### Document
┌──

La plupart des africanistes d'origine africaine sont formés par ces spécialistes dont ils essaient de reproduire et de perpétuer, à leur tour, les approches méthodologiques et la manière de penser et d'interpréter les réalités culturelles africaines. Il faut préciser ici que certains y sont contraints, parce qu' " il faut avoir son papier ". Mais d'autres le font par conviction, parce qu'ils ne savent pas qu'ils peuvent voir et penser leurs réalités socioculturelles autrement.
Dans le milieu qui se dit scientifique, un africaniste africain qui, dans ses travaux, présente un point de vue original, nouveau, partant du point de vue des Africains sur eux-mêmes est le plus souvent discrédité et les résultats de ses recherches qualifiés de " non scientifiques ", du fait que celles-ci :
- se baseront prioritairement sur des données orales de première main, qui, contrairement aux " exigences scientifiques ", ne seront pas confirmées par des références bibliographiques;
- feront référence aux détenteurs locaux du savoir, qui, évidemment, ne figurent pas sur la liste des spécialistes connus et reconnus par la communauté scientifique.
Ces chercheurs deviennent par ce fait suspects et leurs travaux discrédités, même si les détenteurs locaux du savoir auxquels ils se réfèrent sont reconnus par leur communauté comme les meilleurs connaisseurs de leur culture.
Parmi les critères avancés pour prouver le caractère sérieux ou scientifique de certains travaux sur les réalités culturelles d'Afrique, un est souvent évoqué : le fait d'être né, d'avoir voyagé ou habité en Afrique. Sans nier complètement l'apport relatif de telles expériences, on sait cependant que naître, voyager ou vivre quelque part ne donne pas automatiquement la connaissance objective de ce lieu, même s'il s'agit de son propre pays. Surtout quand on sait que depuis le contact de l'Afrique avec l'Occident, il y a toujours eu, dans les pays colonisés, un quartier réservé aux Occidentaux et d'autres aux autochtones ou ressortissants d'autres pays[5], les uns ne sachant pas vraiment comment vivent les autres. De plus, ce même argument, souvent employé dans le sens du regard occidental sur l'Afrique, n'est pas utilisé dans le cas du regard africain sur l'Occident. Dans le même sens, alors qu'à juste titre, on trouve normal que les Africains reconnaissent la compétence, dans les matières africaines, de spécialistes occidentaux et fassent appel à leur collaboration, la situation inverse est, à l'exception de quelques cas rares, encore aujourd'hui au niveau de l'impensable.

└──

Reprenez mot pour mot le passage du texte sur les africanistes qui débute aux mots « La plupart des » et s'achève après « réalités socioculturelles autrement. ».

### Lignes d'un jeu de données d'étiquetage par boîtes
┌──

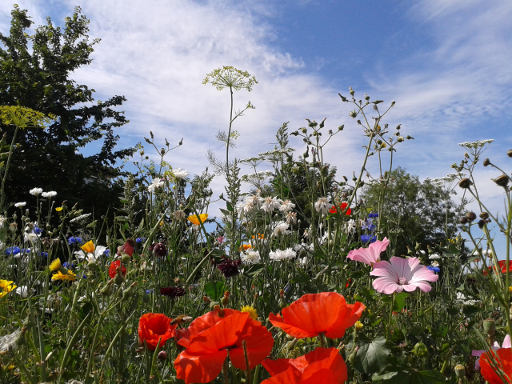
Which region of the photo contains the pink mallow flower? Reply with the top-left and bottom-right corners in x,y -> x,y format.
370,256 -> 439,295
471,335 -> 512,370
347,237 -> 389,267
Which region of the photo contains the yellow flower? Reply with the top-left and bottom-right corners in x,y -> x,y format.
187,213 -> 208,225
50,259 -> 62,271
80,240 -> 94,253
52,271 -> 76,281
0,280 -> 16,297
240,305 -> 258,320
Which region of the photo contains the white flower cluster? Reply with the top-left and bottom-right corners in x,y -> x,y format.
269,248 -> 297,261
459,139 -> 494,148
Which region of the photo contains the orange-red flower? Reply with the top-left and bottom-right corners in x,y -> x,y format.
139,313 -> 176,351
261,348 -> 348,384
174,308 -> 274,384
480,348 -> 512,384
108,260 -> 126,279
329,203 -> 352,216
269,292 -> 365,339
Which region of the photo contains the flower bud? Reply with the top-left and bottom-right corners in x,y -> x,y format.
492,175 -> 509,188
484,319 -> 496,336
412,342 -> 428,357
454,364 -> 466,379
459,177 -> 471,189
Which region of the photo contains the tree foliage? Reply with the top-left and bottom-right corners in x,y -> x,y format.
0,5 -> 133,216
364,168 -> 457,255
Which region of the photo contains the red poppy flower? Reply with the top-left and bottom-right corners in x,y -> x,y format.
484,260 -> 512,275
174,309 -> 274,384
139,313 -> 177,351
261,348 -> 348,384
268,292 -> 365,339
480,348 -> 512,384
329,203 -> 352,216
108,260 -> 126,279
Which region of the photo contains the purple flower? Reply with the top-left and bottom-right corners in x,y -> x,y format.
361,235 -> 377,244
347,237 -> 389,266
370,256 -> 439,295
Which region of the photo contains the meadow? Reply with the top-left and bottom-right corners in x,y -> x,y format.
0,67 -> 512,384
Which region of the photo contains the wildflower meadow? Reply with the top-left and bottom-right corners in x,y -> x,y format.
0,5 -> 512,384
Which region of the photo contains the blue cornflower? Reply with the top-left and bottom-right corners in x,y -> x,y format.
361,235 -> 377,244
5,247 -> 21,255
68,236 -> 82,245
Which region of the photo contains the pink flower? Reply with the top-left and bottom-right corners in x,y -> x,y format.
347,237 -> 389,266
370,256 -> 439,295
471,335 -> 512,370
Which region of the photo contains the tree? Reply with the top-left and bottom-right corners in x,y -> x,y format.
364,168 -> 457,255
0,5 -> 134,218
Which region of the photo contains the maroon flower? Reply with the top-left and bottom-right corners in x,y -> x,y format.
160,287 -> 185,299
217,256 -> 242,279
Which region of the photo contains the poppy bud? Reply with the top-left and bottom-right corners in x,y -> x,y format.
412,342 -> 428,357
484,319 -> 496,336
459,177 -> 471,189
454,364 -> 466,380
492,175 -> 509,188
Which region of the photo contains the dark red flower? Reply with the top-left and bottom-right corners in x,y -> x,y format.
261,348 -> 348,384
139,313 -> 176,351
329,203 -> 352,216
174,308 -> 274,384
108,260 -> 126,279
160,287 -> 185,299
217,256 -> 242,279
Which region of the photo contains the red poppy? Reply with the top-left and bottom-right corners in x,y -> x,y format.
484,260 -> 512,275
261,348 -> 348,384
268,292 -> 365,339
108,260 -> 126,279
480,348 -> 512,384
329,203 -> 352,216
139,313 -> 177,351
174,309 -> 274,384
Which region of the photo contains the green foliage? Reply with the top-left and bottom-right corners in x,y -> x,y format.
0,6 -> 133,220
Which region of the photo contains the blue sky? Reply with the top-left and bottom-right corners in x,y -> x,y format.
0,0 -> 512,255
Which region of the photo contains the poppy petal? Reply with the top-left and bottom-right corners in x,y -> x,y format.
174,350 -> 228,384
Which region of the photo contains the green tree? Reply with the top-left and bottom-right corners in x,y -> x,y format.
0,5 -> 134,218
363,168 -> 458,255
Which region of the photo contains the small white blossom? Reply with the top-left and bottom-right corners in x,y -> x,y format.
172,168 -> 188,179
240,249 -> 261,264
315,197 -> 330,215
41,191 -> 57,198
148,178 -> 164,192
29,188 -> 43,196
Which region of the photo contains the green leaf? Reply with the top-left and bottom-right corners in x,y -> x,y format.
352,336 -> 391,373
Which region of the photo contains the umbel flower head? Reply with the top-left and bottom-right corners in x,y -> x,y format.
347,237 -> 389,267
174,308 -> 274,384
268,292 -> 365,339
370,256 -> 439,295
261,348 -> 348,384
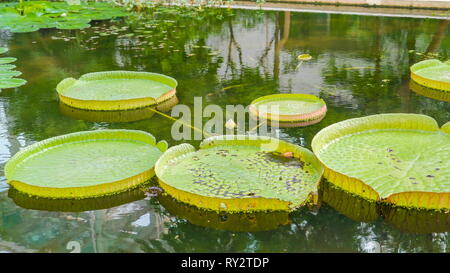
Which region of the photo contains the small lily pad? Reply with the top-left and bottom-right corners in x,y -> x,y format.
0,57 -> 17,64
56,71 -> 177,111
0,78 -> 27,89
5,130 -> 170,199
249,94 -> 327,127
0,70 -> 22,79
155,135 -> 323,212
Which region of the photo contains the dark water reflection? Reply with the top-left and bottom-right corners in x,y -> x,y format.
0,6 -> 450,252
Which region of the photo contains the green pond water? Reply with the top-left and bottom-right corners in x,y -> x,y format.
0,6 -> 450,252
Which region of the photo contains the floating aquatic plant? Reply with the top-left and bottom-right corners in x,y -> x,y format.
0,47 -> 27,89
312,114 -> 450,210
56,71 -> 177,111
155,135 -> 323,212
5,130 -> 167,199
0,1 -> 128,32
295,54 -> 312,70
319,179 -> 450,233
409,80 -> 450,102
411,59 -> 450,92
8,187 -> 145,212
249,94 -> 327,127
59,96 -> 178,122
158,191 -> 291,232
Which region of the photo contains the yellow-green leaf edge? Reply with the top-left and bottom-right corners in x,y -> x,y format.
249,94 -> 327,127
311,114 -> 450,210
5,129 -> 168,199
56,70 -> 178,111
410,59 -> 450,92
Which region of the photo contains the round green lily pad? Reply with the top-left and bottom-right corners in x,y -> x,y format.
158,193 -> 291,232
312,114 -> 450,209
250,94 -> 327,127
8,184 -> 145,212
155,135 -> 323,212
411,59 -> 450,92
409,80 -> 450,102
0,77 -> 27,89
56,71 -> 177,111
59,94 -> 178,122
5,130 -> 167,198
0,57 -> 17,64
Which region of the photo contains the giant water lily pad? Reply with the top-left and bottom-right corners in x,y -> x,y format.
312,114 -> 450,209
409,80 -> 450,102
8,186 -> 146,212
0,47 -> 27,89
155,135 -> 323,212
59,96 -> 178,122
411,59 -> 450,92
158,191 -> 291,232
56,71 -> 177,111
5,130 -> 167,198
250,94 -> 327,127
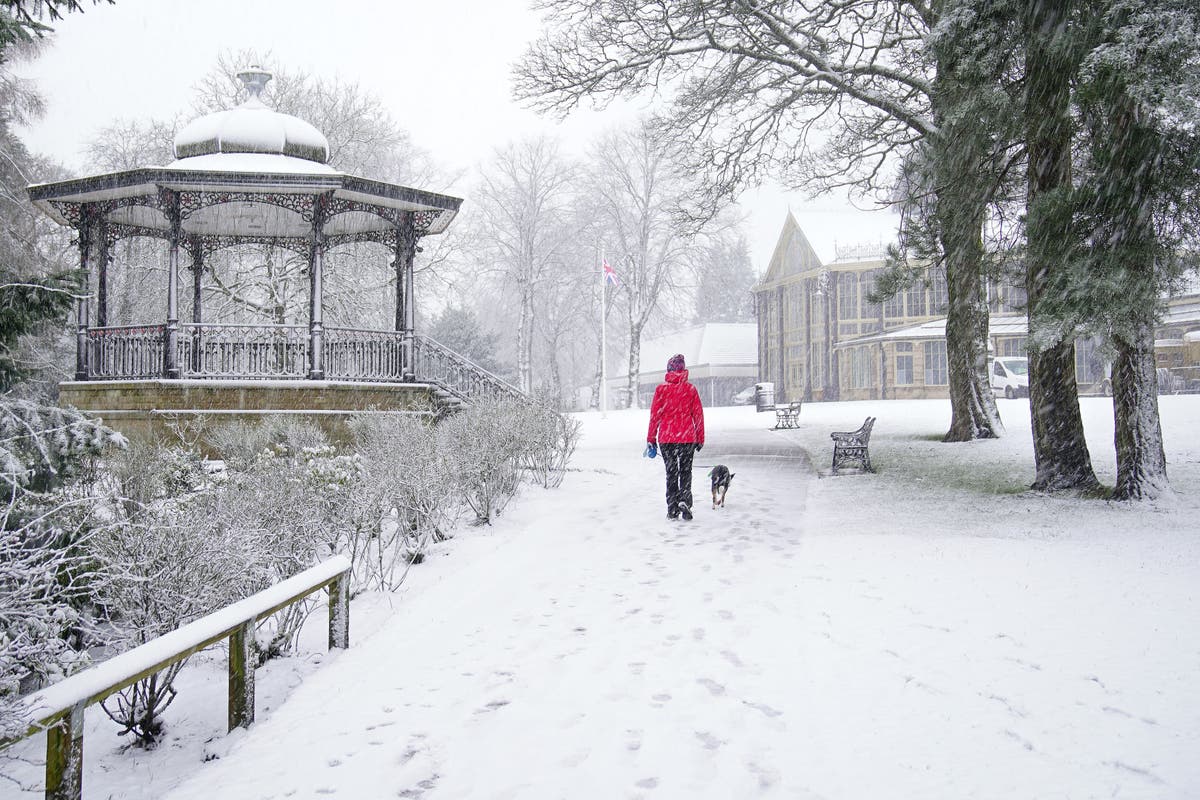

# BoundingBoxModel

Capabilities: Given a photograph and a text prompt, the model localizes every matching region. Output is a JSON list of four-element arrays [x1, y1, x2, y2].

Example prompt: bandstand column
[[188, 236, 204, 374], [308, 194, 329, 380], [96, 219, 112, 327], [76, 205, 95, 380], [162, 190, 182, 379], [395, 213, 416, 380]]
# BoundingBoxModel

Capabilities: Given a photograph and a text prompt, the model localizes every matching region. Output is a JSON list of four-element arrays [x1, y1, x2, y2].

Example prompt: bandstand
[[29, 68, 520, 435]]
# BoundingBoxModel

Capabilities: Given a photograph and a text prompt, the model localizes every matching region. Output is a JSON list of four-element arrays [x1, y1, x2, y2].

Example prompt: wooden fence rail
[[0, 555, 350, 800]]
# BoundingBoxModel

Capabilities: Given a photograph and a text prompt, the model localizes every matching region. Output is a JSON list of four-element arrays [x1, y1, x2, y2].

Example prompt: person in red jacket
[[646, 355, 704, 519]]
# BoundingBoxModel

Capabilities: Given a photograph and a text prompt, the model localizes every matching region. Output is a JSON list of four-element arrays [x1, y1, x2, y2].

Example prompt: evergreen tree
[[1022, 0, 1099, 492], [1046, 0, 1200, 499], [516, 0, 1012, 440]]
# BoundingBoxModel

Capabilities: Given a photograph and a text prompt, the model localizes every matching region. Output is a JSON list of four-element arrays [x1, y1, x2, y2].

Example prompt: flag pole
[[600, 243, 608, 419]]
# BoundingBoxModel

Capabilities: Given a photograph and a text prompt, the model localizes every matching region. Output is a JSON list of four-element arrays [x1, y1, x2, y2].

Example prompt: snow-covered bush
[[0, 513, 94, 739], [96, 444, 262, 745], [512, 405, 580, 488], [348, 414, 462, 591], [0, 397, 125, 736], [438, 401, 526, 524], [209, 423, 360, 663]]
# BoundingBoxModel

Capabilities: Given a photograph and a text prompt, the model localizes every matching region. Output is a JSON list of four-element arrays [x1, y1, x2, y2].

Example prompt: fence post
[[229, 619, 254, 730], [46, 703, 86, 800], [329, 572, 350, 650]]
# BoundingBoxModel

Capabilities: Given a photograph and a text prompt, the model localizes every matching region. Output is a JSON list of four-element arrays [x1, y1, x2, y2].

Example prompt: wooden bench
[[772, 401, 800, 431], [829, 416, 875, 475]]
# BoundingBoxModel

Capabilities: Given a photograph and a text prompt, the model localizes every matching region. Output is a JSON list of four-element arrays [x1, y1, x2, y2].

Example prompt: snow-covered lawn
[[0, 396, 1200, 800]]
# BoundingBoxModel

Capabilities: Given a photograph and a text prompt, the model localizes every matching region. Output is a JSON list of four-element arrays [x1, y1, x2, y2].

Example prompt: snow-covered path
[[170, 419, 812, 799], [154, 409, 1200, 800]]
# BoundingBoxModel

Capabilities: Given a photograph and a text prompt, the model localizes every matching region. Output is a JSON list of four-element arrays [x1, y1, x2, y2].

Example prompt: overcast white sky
[[20, 0, 895, 272]]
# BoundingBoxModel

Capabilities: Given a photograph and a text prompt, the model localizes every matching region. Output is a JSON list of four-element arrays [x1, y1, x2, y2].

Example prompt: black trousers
[[659, 441, 696, 513]]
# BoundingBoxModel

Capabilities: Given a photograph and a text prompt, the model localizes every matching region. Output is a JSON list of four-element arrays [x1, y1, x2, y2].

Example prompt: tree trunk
[[1112, 319, 1169, 500], [929, 0, 1004, 441], [1025, 0, 1099, 492], [937, 195, 1004, 441], [1103, 94, 1170, 500], [628, 325, 642, 408]]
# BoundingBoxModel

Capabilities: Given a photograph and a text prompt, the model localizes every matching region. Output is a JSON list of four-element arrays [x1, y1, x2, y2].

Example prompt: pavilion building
[[29, 68, 522, 443]]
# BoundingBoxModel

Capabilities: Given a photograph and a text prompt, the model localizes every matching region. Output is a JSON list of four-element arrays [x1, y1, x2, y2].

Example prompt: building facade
[[754, 213, 1200, 402]]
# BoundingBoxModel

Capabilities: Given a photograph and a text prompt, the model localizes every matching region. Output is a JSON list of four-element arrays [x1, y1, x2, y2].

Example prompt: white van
[[991, 356, 1030, 399]]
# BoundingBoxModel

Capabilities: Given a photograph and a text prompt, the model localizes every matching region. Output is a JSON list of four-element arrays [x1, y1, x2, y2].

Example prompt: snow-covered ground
[[0, 396, 1200, 800]]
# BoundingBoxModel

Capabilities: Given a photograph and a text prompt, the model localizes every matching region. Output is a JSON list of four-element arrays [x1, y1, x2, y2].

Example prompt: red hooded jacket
[[646, 369, 704, 445]]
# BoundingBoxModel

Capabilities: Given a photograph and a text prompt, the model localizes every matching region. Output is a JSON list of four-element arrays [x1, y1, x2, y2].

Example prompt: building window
[[905, 281, 929, 317], [883, 291, 904, 319], [896, 342, 912, 386], [929, 270, 950, 314], [925, 339, 949, 386], [850, 348, 875, 389], [1000, 336, 1027, 359], [858, 270, 880, 319], [838, 272, 858, 316]]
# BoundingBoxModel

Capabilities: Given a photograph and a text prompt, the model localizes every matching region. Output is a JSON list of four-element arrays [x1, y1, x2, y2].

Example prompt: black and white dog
[[708, 464, 736, 509]]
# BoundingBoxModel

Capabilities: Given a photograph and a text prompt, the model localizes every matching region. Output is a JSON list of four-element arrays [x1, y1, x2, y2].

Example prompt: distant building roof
[[641, 323, 758, 380], [834, 314, 1030, 349]]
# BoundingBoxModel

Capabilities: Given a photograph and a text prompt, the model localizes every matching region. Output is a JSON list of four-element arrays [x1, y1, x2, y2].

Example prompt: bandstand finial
[[238, 65, 275, 102]]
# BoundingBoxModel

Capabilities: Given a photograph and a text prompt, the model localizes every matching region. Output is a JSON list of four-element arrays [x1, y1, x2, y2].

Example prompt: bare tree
[[516, 0, 1000, 440], [587, 124, 694, 408], [479, 137, 574, 392]]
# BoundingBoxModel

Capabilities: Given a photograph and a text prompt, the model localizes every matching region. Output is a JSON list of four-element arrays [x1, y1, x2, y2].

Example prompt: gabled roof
[[762, 209, 822, 285]]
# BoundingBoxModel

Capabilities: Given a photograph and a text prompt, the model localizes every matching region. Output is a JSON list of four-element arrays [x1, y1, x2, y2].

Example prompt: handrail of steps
[[413, 333, 535, 403]]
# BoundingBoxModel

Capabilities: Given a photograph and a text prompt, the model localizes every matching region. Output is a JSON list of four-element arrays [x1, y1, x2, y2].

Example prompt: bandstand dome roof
[[28, 67, 462, 246], [170, 67, 334, 174]]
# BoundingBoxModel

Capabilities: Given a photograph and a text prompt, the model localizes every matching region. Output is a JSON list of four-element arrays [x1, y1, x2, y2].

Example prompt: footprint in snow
[[742, 700, 784, 717]]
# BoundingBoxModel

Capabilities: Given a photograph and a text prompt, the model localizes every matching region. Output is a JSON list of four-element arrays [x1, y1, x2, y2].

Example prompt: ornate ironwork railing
[[179, 323, 308, 379], [79, 323, 530, 410], [323, 327, 404, 383], [413, 335, 530, 402], [88, 325, 167, 379]]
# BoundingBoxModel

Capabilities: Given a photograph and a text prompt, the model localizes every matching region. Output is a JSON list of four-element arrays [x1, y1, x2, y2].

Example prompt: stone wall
[[59, 380, 438, 456]]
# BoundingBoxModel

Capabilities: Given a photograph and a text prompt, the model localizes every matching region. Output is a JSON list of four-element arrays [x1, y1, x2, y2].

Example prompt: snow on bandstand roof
[[29, 67, 462, 241], [170, 67, 335, 174]]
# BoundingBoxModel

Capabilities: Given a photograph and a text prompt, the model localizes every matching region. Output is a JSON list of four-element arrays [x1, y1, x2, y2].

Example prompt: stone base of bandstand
[[59, 379, 438, 457]]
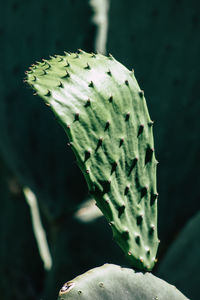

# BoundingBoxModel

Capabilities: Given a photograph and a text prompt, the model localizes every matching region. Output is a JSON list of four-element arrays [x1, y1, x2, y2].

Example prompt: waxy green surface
[[27, 51, 159, 270], [58, 264, 187, 300]]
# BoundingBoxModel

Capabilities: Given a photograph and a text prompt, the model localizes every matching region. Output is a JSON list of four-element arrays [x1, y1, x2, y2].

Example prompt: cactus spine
[[27, 51, 159, 270]]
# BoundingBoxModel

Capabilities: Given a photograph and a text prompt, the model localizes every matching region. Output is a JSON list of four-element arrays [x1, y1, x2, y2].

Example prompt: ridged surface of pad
[[27, 51, 158, 270]]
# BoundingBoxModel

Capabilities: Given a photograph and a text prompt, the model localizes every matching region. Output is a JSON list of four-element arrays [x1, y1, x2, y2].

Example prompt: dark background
[[0, 0, 200, 300]]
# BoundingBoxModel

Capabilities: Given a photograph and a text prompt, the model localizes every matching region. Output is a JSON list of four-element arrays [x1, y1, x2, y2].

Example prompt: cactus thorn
[[108, 96, 113, 103], [85, 99, 91, 107], [58, 81, 64, 87], [148, 120, 154, 127], [137, 124, 144, 137], [65, 60, 70, 67], [135, 234, 140, 245], [84, 63, 91, 70], [105, 121, 110, 131], [74, 112, 79, 121], [111, 161, 118, 174], [118, 204, 126, 218], [125, 112, 130, 121], [139, 90, 144, 98], [44, 90, 51, 97], [125, 80, 129, 86], [124, 185, 130, 195], [108, 53, 114, 60], [119, 138, 124, 147], [88, 81, 94, 87]]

└──

### Résultat attendu
La plupart des africanistes d'origine africaine sont formés par ces spécialistes dont ils essaient de reproduire et de perpétuer, à leur tour, les approches méthodologiques et la manière de penser et d'interpréter les réalités culturelles africaines. Il faut préciser ici que certains y sont contraints, parce qu' " il faut avoir son papier ". Mais d'autres le font par conviction, parce qu'ils ne savent pas qu'ils peuvent voir et penser leurs réalités socioculturelles autrement.